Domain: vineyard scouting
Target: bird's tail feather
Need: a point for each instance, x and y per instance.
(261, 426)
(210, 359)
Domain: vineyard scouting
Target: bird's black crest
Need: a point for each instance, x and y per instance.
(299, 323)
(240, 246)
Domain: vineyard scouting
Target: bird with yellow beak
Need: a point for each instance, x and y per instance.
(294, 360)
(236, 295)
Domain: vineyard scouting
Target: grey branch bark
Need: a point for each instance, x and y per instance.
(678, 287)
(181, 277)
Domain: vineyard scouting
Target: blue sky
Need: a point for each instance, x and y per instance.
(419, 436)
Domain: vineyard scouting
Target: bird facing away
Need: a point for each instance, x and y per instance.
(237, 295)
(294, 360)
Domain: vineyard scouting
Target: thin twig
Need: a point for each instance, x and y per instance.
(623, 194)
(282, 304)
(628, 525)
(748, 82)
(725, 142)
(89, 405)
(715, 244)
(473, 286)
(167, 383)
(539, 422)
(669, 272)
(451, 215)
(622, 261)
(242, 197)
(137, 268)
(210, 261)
===============
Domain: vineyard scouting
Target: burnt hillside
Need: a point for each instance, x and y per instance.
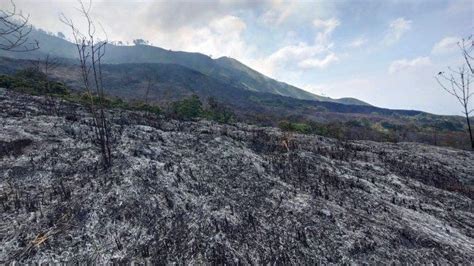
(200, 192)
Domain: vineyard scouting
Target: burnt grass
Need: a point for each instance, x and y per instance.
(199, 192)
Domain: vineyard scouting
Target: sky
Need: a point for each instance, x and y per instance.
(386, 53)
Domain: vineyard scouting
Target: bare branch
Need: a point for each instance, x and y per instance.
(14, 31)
===============
Exercise objective ::
How many lines of the material above contain the string "burnt" with matching case? Reply with the number only.

Task output ::
2